*SHORT TASK*. Can you condense the paragraph of the essay on early Christianity and Rome that begins "The Roman Empire's relationship with Christianity" into a short bulleted list that keeps its main facts?

Ancient and modern Christians label those who question the doctrines perpetuated as truth by the mainstream, organized facets of the religion as enemies of the faith, such as the likes of Porphyry, Voltaire, Charles Darwin, Robert Green Ingersoll and other factions of the Abrahamic religion. The greatest enemies of Christianity are the self-titled members whose precarious actions taint the simple faith, not different religions or secular culture as the hypocritical Christians have a history to demonize. Although the distortion of Christ's message, cause, and teachings roots from his followers during his time, e.g., Jesus Christ rebuking Peter Simon for not wanting the inevitable, prophesied sacrifice that Jesus Christ willingly took before the creation of man, the onset of heavy manipulation of beliefs stems from the nationalization of Christianity by the Roman Empire. This political move during the reign of Flavius Valerius Aurelius Constantinus Augustus enables the blossoming of the Council of Nicaea, whose purpose was to dictate universal and obligatory creeds for all Christians to abide by, subsequently rejecting those who did not declare the creeds verbatim. The fruits of the blossomed Council of Nicaea are bittersweet; the "orthodox" and "heterodox" sects, such as the Chalcedonians and Miaphysites, disagree on authoritative creeds set forth by the Council of Nicaea in a violent manner that is in direct opposition to the essence of true Christianity, which Jesus Christ exemplified as loving your neighbors, enemies included, doing good, and acknowledging the personal relationship with Father.

The Roman Empire's relationship with Christianity is a tumultuous one. Although Rome is credited to being the first to nation to spread the religion on a global scale, the foundation of the religion is built on the ruins of ashes and blood of early Christians. As the Roman Historian Publius Cornelius Tacitus accounts in his works The Annals, an urban fire, which historians label as the Great Fire of Rome, starts on 19 July AD 64 and ends up destroying ten out of fourteen districts of the empire during the reign of Nero (15.40). Tacitus also observes that the citizens came to a general consensus that Emperor Nero, although he helped in the reconstruction and relief efforts, was the cause of the fire due to rumors, spreading faster than the fire, that the emperor appeared on a private stage and sang romantically of the fire, comparing it to the destruction of Troy, but the basis of these rumors were nonexistent as Nero was confirmed to be in Antium and rushed back to Rome upon hearing the news (15.39). To diffuse these rumors, Nero deflects the blame to the Christians and brutally persecutes them due to their lowly statures as explained in the following:

...But all human efforts, all the lavish gifts of the emperor, and the propitiations of the gods, did not banish the sinister belief that the conflagration was the result of an order. Consequently, to get rid of the report, Nero fastened the guilt and inflicted the most exquisite tortures on a class hated for their abominations, called Christians by the populace. Christus, from whom the name had its origin, suffered the extreme penalty during the reign of Tiberius at the hands of one of our procurators, Pontius Pilatus, and a most mischievous superstition, thus checked for the moment, again broke out not only in Judaea, the first source of the evil, but even in Rome, where all things hideous and shameful from every part of the world find their centre and become popular. Accordingly, an arrest was first made of all who pleaded guilty; then, upon their information, an immense multitude was convicted, not so much of the crime of firing the city, as of hatred against mankind. Mockery of every sort was added to their deaths. Covered with the skins of beasts, they were torn by dogs and perished, or were nailed to crosses, or were doomed to the flames and burnt, to serve as a nightly illumination, when daylight had expired. Nero offered his gardens for the spectacle, and was exhibiting a show in the circus, while he mingled with the people in the dress of a charioteer or stood aloft on a car. Hence, even for criminals who deserved extreme and exemplary punishment, there arose a feeling of compassion; for it was not, as it seemed, for the public good, but to glut one man's cruelty, that they were being destroyed. (15.44)

*INFORMATION PROVIDED*.
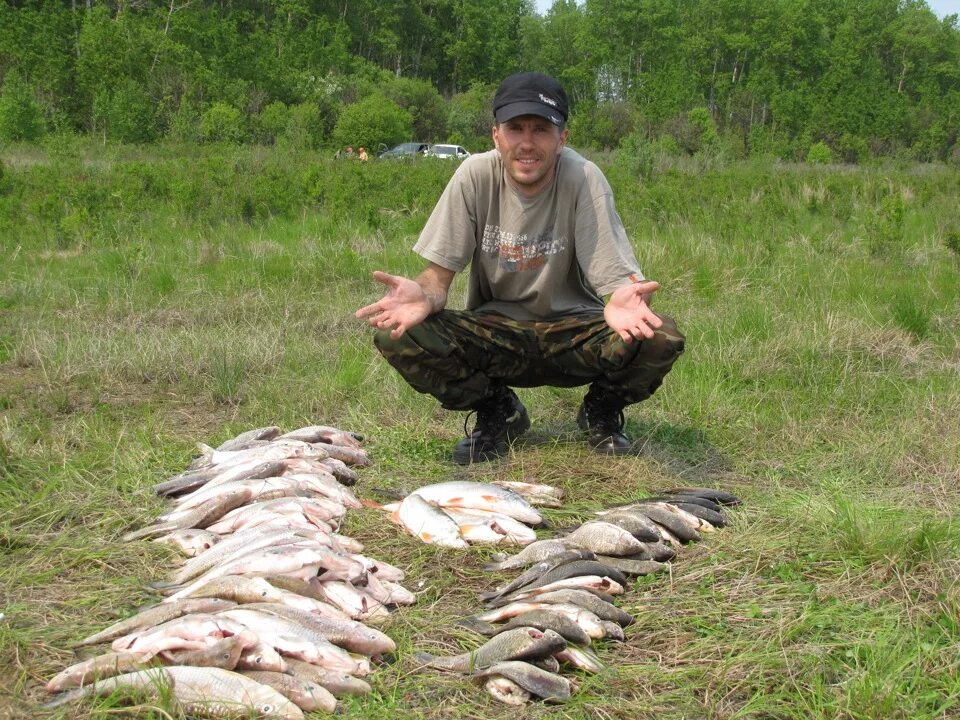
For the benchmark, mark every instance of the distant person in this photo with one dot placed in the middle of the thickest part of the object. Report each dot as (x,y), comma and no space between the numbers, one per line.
(537,225)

*OUTPUT OF THE EXERCISE*.
- Rome's relationship with Christianity was tumultuous.
- Rome is credited as the first nation to spread the religion globally, yet the religion's foundation rests on the ashes and blood of early Christians.
- Tacitus, in The Annals, records that the Great Fire of Rome began on 19 July AD 64 under Nero and destroyed ten of fourteen districts (15.40).
- Citizens blamed Nero despite his help with reconstruction and relief. Rumors claimed he sang of the fire on a private stage and compared it to the destruction of Troy (15.39).
- The rumors had no basis. Nero was in Antium and rushed back to Rome on hearing the news.
- To dispel the rumors, Nero shifted the blame to the Christians and brutally persecuted them because of their lowly status.